## begin Input data

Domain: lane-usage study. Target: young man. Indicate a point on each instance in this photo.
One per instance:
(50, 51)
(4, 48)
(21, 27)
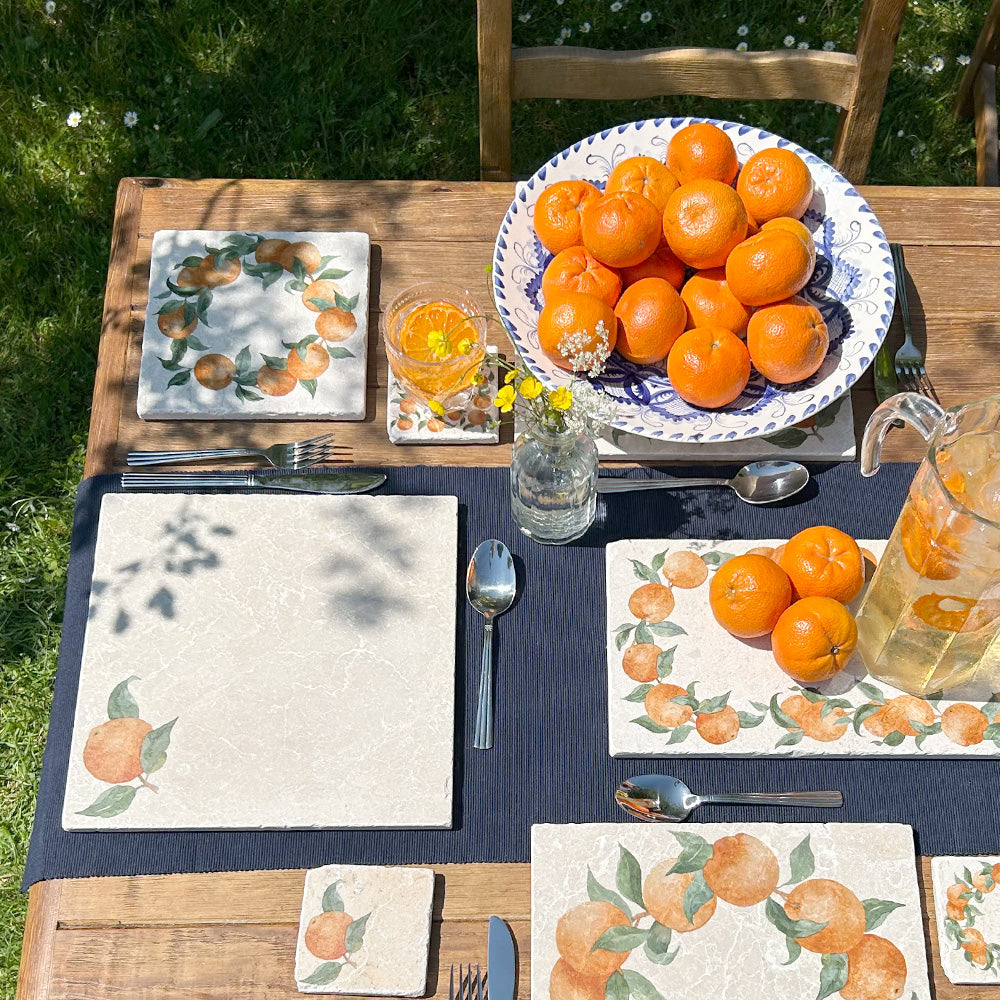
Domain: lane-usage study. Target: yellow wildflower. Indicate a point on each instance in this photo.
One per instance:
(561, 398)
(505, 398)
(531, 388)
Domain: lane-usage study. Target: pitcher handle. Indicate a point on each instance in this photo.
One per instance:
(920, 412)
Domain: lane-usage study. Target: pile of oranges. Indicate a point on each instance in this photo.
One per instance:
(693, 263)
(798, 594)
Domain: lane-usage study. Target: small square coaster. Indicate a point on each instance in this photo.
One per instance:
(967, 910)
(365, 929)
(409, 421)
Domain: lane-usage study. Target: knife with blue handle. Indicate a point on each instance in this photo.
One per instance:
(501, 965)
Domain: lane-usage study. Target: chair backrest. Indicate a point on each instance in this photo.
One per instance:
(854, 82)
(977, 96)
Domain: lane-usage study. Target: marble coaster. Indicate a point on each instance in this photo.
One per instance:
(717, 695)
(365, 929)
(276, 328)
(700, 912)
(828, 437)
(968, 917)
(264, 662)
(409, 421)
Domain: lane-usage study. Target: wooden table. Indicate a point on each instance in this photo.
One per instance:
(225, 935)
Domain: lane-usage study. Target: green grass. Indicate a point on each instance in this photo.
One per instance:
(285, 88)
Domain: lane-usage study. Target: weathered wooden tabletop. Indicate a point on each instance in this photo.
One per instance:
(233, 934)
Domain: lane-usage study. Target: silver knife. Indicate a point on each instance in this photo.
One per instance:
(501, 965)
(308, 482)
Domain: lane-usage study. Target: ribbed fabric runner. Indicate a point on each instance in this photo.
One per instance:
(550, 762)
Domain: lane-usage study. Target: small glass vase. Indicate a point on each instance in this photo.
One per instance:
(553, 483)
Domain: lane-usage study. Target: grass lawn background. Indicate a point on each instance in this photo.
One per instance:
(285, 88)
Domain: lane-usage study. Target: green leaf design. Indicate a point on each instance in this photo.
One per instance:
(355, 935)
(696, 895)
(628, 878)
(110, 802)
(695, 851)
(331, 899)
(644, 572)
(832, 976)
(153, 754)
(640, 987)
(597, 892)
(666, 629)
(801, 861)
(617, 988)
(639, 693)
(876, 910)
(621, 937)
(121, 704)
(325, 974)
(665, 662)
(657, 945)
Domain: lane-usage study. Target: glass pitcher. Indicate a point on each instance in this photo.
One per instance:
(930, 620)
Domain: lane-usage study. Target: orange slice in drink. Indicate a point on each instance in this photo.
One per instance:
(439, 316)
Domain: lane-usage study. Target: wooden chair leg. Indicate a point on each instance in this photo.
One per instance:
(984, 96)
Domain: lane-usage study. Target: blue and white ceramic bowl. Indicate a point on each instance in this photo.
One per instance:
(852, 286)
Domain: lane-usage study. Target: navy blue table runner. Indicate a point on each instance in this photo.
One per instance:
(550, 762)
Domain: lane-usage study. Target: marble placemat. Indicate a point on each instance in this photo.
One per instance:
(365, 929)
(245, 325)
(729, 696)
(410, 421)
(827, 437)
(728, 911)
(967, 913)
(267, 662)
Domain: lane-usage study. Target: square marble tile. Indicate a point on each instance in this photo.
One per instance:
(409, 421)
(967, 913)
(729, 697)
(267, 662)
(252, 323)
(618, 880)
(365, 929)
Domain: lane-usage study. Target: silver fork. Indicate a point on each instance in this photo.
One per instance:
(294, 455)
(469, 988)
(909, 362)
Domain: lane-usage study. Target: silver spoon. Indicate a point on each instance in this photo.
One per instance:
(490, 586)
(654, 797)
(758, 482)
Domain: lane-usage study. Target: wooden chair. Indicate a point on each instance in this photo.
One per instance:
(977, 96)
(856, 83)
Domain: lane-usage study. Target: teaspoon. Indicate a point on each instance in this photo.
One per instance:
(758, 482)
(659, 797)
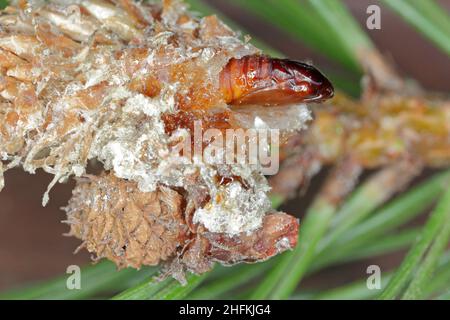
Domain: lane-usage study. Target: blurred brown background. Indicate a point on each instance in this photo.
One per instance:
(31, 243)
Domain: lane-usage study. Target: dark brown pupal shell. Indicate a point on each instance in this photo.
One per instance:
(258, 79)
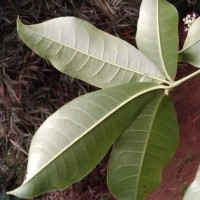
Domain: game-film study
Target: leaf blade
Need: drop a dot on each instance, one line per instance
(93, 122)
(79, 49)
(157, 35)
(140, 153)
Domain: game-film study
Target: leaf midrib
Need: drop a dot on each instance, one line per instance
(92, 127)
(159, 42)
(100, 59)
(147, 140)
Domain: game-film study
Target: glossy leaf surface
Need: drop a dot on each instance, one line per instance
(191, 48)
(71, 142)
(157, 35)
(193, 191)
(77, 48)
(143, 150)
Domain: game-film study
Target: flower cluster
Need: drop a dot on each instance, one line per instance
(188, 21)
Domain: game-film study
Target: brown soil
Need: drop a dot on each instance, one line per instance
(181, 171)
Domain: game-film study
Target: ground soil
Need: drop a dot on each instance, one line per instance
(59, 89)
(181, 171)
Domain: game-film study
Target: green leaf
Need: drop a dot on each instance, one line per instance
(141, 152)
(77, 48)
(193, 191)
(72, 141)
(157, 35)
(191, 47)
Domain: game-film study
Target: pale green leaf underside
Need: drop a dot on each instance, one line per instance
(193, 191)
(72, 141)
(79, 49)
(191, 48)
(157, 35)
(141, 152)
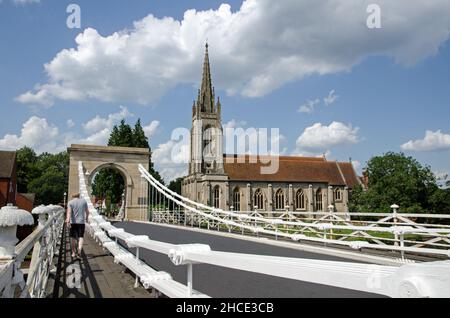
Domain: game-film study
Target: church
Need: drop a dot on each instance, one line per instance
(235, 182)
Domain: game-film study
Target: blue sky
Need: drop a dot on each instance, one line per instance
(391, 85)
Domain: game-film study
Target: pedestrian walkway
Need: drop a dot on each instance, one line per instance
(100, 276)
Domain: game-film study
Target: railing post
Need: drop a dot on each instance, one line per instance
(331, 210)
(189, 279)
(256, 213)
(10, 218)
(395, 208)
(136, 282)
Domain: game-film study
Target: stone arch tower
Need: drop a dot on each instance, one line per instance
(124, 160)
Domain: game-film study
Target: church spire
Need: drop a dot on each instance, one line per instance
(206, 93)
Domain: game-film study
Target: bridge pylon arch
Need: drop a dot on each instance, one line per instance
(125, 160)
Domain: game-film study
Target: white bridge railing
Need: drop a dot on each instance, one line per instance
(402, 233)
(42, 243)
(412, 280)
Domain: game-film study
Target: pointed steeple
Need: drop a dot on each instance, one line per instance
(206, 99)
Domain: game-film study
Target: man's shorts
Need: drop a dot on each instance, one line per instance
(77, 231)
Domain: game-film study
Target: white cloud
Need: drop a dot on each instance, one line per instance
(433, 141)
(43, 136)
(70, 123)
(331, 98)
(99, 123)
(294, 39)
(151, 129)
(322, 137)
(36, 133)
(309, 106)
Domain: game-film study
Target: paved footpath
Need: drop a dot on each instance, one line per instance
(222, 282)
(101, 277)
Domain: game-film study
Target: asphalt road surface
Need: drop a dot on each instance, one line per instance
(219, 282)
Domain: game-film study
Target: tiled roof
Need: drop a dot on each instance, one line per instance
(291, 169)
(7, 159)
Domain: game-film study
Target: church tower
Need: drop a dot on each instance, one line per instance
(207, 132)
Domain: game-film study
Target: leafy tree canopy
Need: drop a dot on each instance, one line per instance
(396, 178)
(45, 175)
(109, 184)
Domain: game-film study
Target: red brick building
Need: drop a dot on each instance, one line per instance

## end Input data

Challenge: All records must be output exactly as they are, except for the pictures, which are left out.

Solution:
Domain: lane-usage study. Target: young man. Indicate a point on each instance in this photo.
One per instance:
(50, 51)
(4, 48)
(21, 27)
Domain: lane-usage study. Target: yellow wildflower. Indicate a point on each instance in this photo.
One per instance:
(561, 398)
(505, 398)
(531, 388)
Domain: lane-usage study. Target: pitcher handle. Indicate a point on each instance in this photo.
One per instance:
(920, 412)
Domain: lane-usage study. Target: pile of oranges. Indicate a point on each instance in this photo.
One per instance:
(693, 263)
(798, 594)
Domain: lane-usage study. Target: small square coaster. Indicate a point on each instance in this photo.
One per instance:
(967, 910)
(365, 929)
(409, 421)
Domain: lane-usage study. Target: knife with blue handle. Indicate a point on each instance in this photo.
One per instance:
(501, 965)
Domain: lane-usage study. Target: chair backrest. Indicate a point on each instance in this photo.
One per instance:
(854, 82)
(977, 96)
Domain: lane-usage study. Target: marble coaster. Indicate a point on each instance in this photo.
One per instance:
(717, 695)
(365, 929)
(276, 328)
(700, 912)
(828, 437)
(968, 917)
(264, 662)
(409, 421)
Domain: lane-usage study. Target: wooden table. Indicate a point on each instance in this photo.
One per instance:
(225, 935)
Domain: lane-usage study. Target: green grass. Indicate a point on each instance in this photo.
One per instance:
(285, 88)
Domain: lane-usage study. Target: weathered wooden tabletop. Indicate a point on each instance in this photo.
One per instance:
(233, 934)
Domain: lane-usage study. Target: silver knife. Indicate a point on each instance in this photo.
One per instance:
(501, 965)
(308, 482)
Domain: lane-usage study. Target: ribbed fabric runner. Indicate a point on each instance in this photo.
One per instance:
(550, 762)
Domain: lane-usage study. Target: small glass vase. Indicate a point on each instance in this photo.
One per instance:
(553, 483)
Domain: lane-usage study. Target: grass lawn background. Indicate a point on each instance in this photo.
One per instance:
(285, 88)
Domain: lane-usage study. Target: green leaf design. Indicate a point on each instance in this photo.
One per instance:
(355, 935)
(696, 895)
(628, 878)
(110, 802)
(695, 851)
(331, 899)
(644, 572)
(832, 976)
(153, 754)
(640, 987)
(597, 892)
(666, 629)
(801, 861)
(617, 988)
(639, 693)
(876, 910)
(621, 937)
(121, 704)
(325, 974)
(665, 662)
(657, 945)
Domain: lane-usage study. Target: glass pitcher. Indicate a point on each instance in this photo.
One per instance:
(930, 620)
Domain: lane-usage study. Target: orange slice in drink. Indicate a point on each instance in this photo.
One per instance:
(439, 316)
Domain: lane-usage study. Target: wooden chair leg. Indicate a point on each instance in this photo.
One per instance:
(984, 96)
Domain: lane-usage study. Target: blue and white ceramic bowl. Indicate a point on each instance in this photo.
One per instance:
(852, 286)
Domain: lane-usage study. Target: navy blue table runner. Indicate a point on each instance in this photo.
One per instance:
(550, 762)
Domain: lane-usage study. Target: marble placemat. Indicate a point on each instance in this photo.
One per instance:
(365, 929)
(245, 325)
(729, 696)
(410, 421)
(827, 437)
(728, 911)
(967, 913)
(267, 662)
Domain: lane-usage study. Target: square marble tile. Indicate a point on each instance in this photo.
One per instance:
(409, 421)
(967, 913)
(729, 697)
(267, 662)
(252, 323)
(618, 880)
(365, 929)
Domain: lane-usage study. Target: silver fork. Indicate a point on each instance in this photo.
One per instance:
(294, 455)
(469, 988)
(909, 362)
Domain: lane-usage study. Target: silver spoon. Indicate a point on each instance in this photo.
One per instance:
(490, 586)
(654, 797)
(758, 482)
Domain: lane-usage study. Target: wooden chair. Indicate a point on each instance in this photo.
One per instance:
(977, 96)
(856, 83)
Domain: lane-usage study. Target: teaspoon. Indicate a point on each instance in this photo.
One per instance:
(758, 482)
(659, 797)
Domain: lane-usage study. Target: blurred brown background. Indicate a point on each instance in this photo.
One per instance:
(31, 243)
Domain: lane-usage study. Target: dark brown pupal shell. Indicate a point on each instance in this photo.
One per instance:
(258, 79)
Domain: game-film study
Target: leaf blade
Need: drop a dot on each instance, one line per instance
(93, 122)
(79, 49)
(157, 35)
(140, 153)
Domain: game-film study
Target: leaf midrib
Need: drop a dot on each instance, one line per instance
(92, 127)
(159, 42)
(100, 59)
(147, 140)
Domain: game-film study
Target: glossy leaf surface
Need: drop a dot on each instance, one line per instance
(191, 48)
(71, 142)
(157, 35)
(193, 191)
(77, 48)
(143, 150)
Domain: game-film study
Target: flower cluster
Need: drop a dot on each instance, one line per instance
(188, 21)
Domain: game-film study
Target: brown soil
Need: drop a dot on each instance, one line per instance
(181, 171)
Domain: game-film study
Target: ground soil
Need: drop a dot on each instance, one line per instance
(59, 89)
(181, 171)
Domain: game-film study
Target: green leaf
Need: drop a dot on each instance, one line per instance
(141, 152)
(77, 48)
(193, 191)
(72, 141)
(157, 35)
(191, 47)
Domain: game-film study
Target: pale green leaf underside
Need: drop a dot on each instance, one line per instance
(193, 191)
(72, 141)
(79, 49)
(191, 48)
(157, 35)
(141, 152)
Domain: game-film study
Target: church
Need: drop a dot on each instance, one line per instance
(235, 182)
Domain: game-film study
Target: blue sky
Need: drop a dot on each instance, one line per instance
(391, 85)
Domain: game-film study
Target: pedestrian walkway
Need: drop a dot on each instance, one line per instance
(100, 276)
Domain: game-film study
Target: railing post
Need: drop a dot on each instance, one line per instance
(331, 210)
(189, 279)
(256, 213)
(10, 218)
(395, 208)
(136, 282)
Domain: game-film study
Target: stone arch tower
Need: drop a dot on each instance, one line per instance
(124, 160)
Domain: game-film study
Target: church spire
Need: drop a dot on each instance, one line per instance
(206, 93)
Domain: game-film study
Target: bridge pylon arch
Need: drop a dot on each instance, one line per instance
(125, 160)
Domain: game-film study
Target: white bridge railing
Need: drop a dot on each instance, one line per instance
(402, 233)
(42, 243)
(412, 280)
Domain: game-film study
Target: pointed steeple
Need: drop a dot on each instance, one line per instance
(206, 99)
Domain: game-film study
Target: man's shorts
Need: drop a dot on each instance, one line per instance
(77, 231)
Domain: game-film study
Target: white cloud
Need: drop a dot on each instance, one line per instance
(433, 141)
(43, 136)
(70, 123)
(331, 98)
(99, 123)
(294, 39)
(151, 129)
(322, 137)
(36, 133)
(309, 106)
Domain: game-film study
Target: paved footpath
Need: drop a dot on each instance, one line per instance
(222, 282)
(101, 277)
Domain: game-film study
Target: asphalt road surface
Need: drop a dot on each instance, one line per instance
(219, 282)
Domain: game-film study
Target: tiled roof
Need: drop a dot on each instance, one line per instance
(291, 169)
(7, 159)
Domain: game-film study
Target: church tower
Need: drop a dot on each instance, one line per instance
(207, 132)
Domain: game-film study
Target: leafy tree canopy
Need: drop a dot on each instance, one line per instance
(396, 178)
(45, 175)
(109, 184)
Domain: game-film study
Target: red brick building
Need: drop a dot on each instance, one line per instance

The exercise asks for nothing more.